**A run of records**:

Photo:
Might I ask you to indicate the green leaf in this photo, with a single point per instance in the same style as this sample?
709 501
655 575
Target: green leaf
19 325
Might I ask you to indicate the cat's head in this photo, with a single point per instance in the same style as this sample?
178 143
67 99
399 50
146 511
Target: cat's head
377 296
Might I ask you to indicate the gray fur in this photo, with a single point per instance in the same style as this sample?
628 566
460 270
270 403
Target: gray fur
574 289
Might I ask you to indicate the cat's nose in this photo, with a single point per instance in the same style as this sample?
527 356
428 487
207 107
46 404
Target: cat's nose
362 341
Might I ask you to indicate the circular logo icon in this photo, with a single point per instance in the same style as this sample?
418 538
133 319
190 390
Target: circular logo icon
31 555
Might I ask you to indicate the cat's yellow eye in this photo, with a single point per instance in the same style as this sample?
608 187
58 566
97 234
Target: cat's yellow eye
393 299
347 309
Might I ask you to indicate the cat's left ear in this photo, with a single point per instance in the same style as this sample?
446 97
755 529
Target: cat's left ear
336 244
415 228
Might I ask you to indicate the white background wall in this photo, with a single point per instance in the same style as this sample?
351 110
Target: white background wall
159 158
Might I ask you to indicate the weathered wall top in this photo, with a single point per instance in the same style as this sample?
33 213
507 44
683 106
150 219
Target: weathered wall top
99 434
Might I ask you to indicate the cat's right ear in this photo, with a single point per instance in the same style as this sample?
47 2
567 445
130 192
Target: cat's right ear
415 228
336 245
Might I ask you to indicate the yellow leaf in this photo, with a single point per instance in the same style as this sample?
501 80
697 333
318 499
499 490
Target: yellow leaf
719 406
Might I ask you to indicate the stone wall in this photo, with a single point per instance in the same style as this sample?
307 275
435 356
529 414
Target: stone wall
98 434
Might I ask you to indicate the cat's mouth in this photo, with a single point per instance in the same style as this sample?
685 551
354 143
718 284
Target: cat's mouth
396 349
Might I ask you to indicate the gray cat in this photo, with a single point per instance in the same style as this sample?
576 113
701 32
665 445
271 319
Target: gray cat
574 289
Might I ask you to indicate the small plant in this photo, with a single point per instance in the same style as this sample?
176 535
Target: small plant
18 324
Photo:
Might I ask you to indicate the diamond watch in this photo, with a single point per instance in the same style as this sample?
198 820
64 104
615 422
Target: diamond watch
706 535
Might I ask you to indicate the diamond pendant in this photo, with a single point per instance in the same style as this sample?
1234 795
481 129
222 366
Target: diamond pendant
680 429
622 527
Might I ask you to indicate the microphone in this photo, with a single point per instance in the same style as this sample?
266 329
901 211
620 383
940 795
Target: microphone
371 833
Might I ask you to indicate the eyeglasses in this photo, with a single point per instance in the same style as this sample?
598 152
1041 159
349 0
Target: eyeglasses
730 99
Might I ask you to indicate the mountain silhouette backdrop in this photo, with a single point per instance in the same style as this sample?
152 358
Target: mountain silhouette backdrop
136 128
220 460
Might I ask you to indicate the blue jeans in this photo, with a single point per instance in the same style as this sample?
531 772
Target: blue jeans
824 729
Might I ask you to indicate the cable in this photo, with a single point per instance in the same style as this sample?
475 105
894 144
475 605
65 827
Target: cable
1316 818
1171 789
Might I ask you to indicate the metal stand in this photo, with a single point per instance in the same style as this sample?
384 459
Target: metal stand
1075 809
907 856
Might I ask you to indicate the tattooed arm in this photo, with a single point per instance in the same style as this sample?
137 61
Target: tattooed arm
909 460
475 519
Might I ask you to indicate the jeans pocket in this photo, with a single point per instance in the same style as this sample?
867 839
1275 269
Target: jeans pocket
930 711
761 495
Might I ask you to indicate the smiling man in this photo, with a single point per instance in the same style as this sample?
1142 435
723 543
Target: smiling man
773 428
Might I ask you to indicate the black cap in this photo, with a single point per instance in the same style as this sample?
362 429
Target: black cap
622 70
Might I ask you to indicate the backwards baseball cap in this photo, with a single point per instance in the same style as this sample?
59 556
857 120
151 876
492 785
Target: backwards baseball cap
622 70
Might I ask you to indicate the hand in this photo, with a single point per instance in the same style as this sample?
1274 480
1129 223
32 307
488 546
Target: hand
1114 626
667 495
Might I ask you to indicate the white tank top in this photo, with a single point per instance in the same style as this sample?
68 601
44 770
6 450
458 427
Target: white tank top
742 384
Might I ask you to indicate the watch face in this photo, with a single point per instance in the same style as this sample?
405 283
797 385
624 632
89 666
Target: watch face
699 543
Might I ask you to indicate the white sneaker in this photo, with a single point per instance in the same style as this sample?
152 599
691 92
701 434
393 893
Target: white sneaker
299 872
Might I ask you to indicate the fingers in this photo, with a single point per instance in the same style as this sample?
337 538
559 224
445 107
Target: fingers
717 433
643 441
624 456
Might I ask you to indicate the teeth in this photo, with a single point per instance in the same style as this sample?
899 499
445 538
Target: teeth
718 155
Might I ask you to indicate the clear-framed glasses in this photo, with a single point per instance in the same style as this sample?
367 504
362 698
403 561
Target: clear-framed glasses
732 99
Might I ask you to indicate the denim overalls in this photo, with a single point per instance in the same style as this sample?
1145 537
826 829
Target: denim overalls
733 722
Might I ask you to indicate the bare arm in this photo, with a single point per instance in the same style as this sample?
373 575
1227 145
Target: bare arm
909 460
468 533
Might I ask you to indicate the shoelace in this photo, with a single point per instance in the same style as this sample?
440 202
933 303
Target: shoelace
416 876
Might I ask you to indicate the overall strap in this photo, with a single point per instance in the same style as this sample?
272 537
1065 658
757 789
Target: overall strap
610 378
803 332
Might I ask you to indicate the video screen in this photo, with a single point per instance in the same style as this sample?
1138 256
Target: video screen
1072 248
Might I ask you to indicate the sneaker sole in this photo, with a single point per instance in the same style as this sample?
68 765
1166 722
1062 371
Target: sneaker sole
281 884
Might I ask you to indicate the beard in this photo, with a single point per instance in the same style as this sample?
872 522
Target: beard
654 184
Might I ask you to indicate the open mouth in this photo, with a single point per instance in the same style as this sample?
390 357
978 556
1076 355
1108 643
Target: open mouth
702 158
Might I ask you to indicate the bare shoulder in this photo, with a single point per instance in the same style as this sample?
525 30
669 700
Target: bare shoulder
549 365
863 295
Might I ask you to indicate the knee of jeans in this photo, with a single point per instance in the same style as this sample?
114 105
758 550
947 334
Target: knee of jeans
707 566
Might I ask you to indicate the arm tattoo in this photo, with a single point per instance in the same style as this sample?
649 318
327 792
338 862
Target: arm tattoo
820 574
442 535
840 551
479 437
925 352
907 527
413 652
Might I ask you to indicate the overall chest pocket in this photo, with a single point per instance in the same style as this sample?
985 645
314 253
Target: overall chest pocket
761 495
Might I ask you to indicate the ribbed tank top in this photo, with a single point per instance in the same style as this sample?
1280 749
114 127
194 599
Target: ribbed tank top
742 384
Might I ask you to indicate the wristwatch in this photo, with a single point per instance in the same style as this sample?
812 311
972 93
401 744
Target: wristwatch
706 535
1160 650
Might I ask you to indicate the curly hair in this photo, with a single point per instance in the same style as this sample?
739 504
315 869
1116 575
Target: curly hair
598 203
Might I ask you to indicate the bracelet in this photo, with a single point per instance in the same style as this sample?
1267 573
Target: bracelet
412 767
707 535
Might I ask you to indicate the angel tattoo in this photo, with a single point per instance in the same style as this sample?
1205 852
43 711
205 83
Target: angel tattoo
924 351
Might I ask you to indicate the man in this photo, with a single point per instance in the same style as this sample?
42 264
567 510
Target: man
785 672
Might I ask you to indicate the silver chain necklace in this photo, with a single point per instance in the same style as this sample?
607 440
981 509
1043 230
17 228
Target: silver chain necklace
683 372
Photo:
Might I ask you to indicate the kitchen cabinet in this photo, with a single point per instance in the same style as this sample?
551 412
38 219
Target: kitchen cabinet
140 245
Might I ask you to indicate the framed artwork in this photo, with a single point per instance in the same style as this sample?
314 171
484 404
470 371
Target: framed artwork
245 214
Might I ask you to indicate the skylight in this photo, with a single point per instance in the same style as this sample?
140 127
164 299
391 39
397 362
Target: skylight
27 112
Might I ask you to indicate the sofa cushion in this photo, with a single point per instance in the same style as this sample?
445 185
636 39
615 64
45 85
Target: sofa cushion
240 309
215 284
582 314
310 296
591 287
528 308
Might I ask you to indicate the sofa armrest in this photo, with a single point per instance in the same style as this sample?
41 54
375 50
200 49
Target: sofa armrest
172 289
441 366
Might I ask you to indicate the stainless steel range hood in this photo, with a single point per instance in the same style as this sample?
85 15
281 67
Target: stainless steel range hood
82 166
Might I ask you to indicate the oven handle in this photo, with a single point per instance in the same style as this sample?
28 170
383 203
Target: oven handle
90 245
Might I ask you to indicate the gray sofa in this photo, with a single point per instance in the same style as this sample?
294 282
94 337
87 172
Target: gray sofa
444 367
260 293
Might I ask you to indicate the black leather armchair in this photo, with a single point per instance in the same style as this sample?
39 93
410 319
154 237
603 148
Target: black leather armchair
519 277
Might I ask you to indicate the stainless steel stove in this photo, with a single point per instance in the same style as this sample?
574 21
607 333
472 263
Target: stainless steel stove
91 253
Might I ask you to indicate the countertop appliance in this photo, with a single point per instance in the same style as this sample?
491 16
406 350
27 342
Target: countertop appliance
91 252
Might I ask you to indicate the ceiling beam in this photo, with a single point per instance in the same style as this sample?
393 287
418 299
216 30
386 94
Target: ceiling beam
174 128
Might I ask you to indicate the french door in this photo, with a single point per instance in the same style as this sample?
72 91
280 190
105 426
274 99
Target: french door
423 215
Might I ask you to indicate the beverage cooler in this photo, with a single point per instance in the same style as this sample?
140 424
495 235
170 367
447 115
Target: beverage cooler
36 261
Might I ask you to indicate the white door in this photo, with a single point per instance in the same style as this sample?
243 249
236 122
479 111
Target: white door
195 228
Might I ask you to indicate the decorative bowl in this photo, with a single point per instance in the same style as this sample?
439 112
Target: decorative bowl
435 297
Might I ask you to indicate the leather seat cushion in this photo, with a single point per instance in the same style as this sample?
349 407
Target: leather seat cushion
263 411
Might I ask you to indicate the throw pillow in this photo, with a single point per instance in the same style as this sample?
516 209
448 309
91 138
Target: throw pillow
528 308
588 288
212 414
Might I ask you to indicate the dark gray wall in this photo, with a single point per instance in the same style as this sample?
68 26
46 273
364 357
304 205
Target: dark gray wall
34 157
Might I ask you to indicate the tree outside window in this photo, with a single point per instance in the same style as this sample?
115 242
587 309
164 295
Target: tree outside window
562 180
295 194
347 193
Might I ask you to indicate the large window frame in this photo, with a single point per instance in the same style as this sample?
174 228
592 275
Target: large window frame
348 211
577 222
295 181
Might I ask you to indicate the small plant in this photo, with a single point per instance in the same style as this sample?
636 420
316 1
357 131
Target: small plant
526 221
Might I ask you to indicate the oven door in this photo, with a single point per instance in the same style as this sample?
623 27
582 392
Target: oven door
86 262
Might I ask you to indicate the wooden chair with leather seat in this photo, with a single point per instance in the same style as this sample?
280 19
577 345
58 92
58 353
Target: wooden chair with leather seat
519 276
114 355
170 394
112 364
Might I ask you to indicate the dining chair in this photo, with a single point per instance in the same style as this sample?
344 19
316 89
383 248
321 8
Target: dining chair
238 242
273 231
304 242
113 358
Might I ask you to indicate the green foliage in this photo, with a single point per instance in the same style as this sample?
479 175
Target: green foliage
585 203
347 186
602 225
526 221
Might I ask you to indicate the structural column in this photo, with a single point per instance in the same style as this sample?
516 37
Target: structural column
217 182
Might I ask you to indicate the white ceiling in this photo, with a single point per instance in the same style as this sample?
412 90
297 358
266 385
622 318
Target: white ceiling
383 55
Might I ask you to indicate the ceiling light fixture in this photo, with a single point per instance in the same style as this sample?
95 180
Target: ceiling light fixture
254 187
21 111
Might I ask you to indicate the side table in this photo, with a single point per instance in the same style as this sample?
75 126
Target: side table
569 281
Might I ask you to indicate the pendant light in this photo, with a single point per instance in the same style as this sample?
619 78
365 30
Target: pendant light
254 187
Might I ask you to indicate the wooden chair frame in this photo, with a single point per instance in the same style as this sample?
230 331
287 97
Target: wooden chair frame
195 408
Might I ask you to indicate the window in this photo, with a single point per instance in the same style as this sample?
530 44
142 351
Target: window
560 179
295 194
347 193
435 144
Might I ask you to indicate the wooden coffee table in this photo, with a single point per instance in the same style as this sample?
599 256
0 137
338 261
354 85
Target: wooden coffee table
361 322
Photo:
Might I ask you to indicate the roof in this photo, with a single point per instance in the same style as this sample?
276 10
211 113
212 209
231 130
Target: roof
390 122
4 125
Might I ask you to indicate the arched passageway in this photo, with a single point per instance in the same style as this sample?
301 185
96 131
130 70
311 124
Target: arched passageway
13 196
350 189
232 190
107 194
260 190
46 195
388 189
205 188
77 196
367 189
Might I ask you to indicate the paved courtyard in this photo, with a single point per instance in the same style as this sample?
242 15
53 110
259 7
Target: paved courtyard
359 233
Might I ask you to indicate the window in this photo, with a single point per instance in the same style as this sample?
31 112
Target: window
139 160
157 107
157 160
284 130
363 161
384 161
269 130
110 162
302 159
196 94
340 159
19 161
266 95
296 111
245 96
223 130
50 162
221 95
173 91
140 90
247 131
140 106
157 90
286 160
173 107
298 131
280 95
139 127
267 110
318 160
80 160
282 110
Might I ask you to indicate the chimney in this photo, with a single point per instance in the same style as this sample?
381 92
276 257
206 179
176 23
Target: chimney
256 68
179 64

**Work instructions**:
Quote the line that contains "Might I ask you to indicate the pendant" and each line after it through the end of the data, exactly, leaving out everything else.

**The completed task**:
Might I ask you to indicate the pendant light in this photo, with a single point per instance in the same style as this sample?
619 78
365 30
Target: pendant light
254 187
Might I ask you to indicate the wooden chair frame in this photo, with a single point per instance in the same style as this sample?
230 331
287 97
Target: wooden chair frame
195 408
Might I ask you to indicate the window in this photo, with a single point per instance in the same style as this sample?
530 44
142 351
Target: window
560 179
295 194
347 193
435 144
Might I ask you to indicate the wooden coffee table in this photo, with a single point per instance in the same style as this sample?
599 256
0 137
338 261
354 85
Target: wooden coffee table
361 322
Photo:
Might I ask you to indicate the roof in this photo, with a single point per instance in the same style as this sample?
276 10
211 113
212 209
231 130
Target: roof
390 122
4 125
Might I ask you to indicate the arched passageway in this photo, with a single point per instance in the same style as this sample?
301 185
96 131
130 70
311 124
Target: arched passageway
13 196
350 189
232 190
107 194
260 190
46 195
388 189
205 188
77 196
367 189
Might I ask you to indicate the paved courtyard in this photo, with a single point per instance in the same style as this sample?
242 15
53 110
259 7
Target: paved courtyard
359 233
Might I ask you to indicate the window in this photo, with a single point per instance in the same style as this sample?
31 112
Target: window
139 160
157 107
157 160
284 130
363 161
384 161
269 130
110 162
302 159
196 94
340 159
19 161
266 95
296 111
245 96
223 130
50 162
221 95
173 91
140 90
247 131
140 106
157 90
286 160
173 107
298 131
280 95
139 127
267 110
318 160
80 160
282 110
Might I ask you to indicate the chimney in this photo, with a single point per instance in the same style as this sample?
381 92
276 257
206 179
176 23
Target: chimney
256 68
179 64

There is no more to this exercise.